──────── Data in this exercise ────────

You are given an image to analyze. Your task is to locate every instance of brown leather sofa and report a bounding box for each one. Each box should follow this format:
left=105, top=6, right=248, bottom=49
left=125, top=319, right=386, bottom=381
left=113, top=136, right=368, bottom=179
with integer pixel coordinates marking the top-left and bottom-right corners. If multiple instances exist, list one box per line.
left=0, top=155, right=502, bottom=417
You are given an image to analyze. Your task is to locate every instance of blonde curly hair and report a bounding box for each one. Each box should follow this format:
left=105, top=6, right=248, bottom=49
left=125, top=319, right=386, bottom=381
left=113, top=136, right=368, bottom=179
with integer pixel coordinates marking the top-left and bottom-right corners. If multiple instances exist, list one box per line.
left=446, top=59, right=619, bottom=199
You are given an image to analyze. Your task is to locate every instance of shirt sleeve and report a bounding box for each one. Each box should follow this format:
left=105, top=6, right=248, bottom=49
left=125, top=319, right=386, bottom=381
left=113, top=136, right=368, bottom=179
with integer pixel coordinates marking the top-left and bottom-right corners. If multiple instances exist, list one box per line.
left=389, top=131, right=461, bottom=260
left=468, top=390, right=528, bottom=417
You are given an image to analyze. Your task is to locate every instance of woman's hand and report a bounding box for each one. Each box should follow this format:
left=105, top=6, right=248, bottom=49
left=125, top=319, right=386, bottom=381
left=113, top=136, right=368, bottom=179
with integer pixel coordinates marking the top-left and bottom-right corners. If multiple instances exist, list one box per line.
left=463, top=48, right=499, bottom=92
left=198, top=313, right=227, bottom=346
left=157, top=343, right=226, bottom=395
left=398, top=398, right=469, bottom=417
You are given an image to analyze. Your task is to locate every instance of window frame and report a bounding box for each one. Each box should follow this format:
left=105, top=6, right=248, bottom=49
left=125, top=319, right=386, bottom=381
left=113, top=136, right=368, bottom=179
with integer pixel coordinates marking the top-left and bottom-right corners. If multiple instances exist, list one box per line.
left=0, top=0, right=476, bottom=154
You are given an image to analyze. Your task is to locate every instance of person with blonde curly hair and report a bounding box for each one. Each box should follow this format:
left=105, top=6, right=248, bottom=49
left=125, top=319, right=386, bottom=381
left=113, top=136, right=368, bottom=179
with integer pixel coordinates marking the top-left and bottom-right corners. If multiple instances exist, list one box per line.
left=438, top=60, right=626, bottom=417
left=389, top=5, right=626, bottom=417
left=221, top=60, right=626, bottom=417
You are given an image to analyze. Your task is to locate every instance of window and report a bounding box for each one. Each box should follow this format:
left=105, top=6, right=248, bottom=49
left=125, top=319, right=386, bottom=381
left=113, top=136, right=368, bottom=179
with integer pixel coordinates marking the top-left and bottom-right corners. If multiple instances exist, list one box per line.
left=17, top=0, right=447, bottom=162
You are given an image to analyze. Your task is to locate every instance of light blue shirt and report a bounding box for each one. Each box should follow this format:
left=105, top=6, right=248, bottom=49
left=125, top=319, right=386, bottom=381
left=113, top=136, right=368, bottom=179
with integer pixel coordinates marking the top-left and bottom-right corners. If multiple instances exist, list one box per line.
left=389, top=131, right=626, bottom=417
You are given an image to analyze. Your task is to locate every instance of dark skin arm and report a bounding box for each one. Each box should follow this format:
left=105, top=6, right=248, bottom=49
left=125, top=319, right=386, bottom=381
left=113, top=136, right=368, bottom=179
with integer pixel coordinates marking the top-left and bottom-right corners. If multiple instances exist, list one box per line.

────────

Can you write out again the part of the data above that opens with the line containing "instance of blonde" and closes with the line containing "left=0, top=0, right=476, bottom=154", both lines included and the requests kept, with every bounding-box coordinate in the answers moved by -61 and the sample coordinates inside the requests left unchanged? Give only that part.

You are given an image to analyze. Your task is to locate every instance of blonde curly hair and report a bounding box for each one. Each box should follow this format:
left=105, top=6, right=248, bottom=49
left=125, top=319, right=386, bottom=381
left=113, top=136, right=368, bottom=179
with integer pixel coordinates marking the top-left and bottom-right corners. If multiple instances exist, list one box per line.
left=385, top=-2, right=558, bottom=138
You are given an image to analyze. Your task is to locate every instance of shirt sleeve and report a bounding box for each one. Each box should follow this format:
left=105, top=6, right=248, bottom=49
left=125, top=319, right=386, bottom=381
left=113, top=136, right=368, bottom=179
with integer pixel coordinates marking the top-left and bottom-right corners. If multiple instances exist, list one box per line.
left=328, top=70, right=400, bottom=199
left=407, top=329, right=467, bottom=356
You are given an image to analyze. Your task is to locate every instance of woman's hand and report a bounding box for each one. Each box should follow this format:
left=105, top=6, right=248, bottom=49
left=125, top=319, right=386, bottom=381
left=113, top=136, right=368, bottom=179
with integer pixel coordinates marking the top-left and bottom-right corners. If multiple instances exist, list one box per line.
left=402, top=-13, right=438, bottom=31
left=137, top=252, right=166, bottom=285
left=96, top=282, right=165, bottom=334
left=337, top=337, right=408, bottom=356
You are given an image to analyze. Your task is to locate every instance of window frame and report a bounding box for each one. Each box should follow this format:
left=105, top=6, right=248, bottom=49
left=125, top=319, right=386, bottom=381
left=113, top=136, right=368, bottom=179
with integer pixel coordinates marking the top-left and bottom-right corners. If multiple instances exist, list one box per line.
left=-61, top=-61, right=415, bottom=93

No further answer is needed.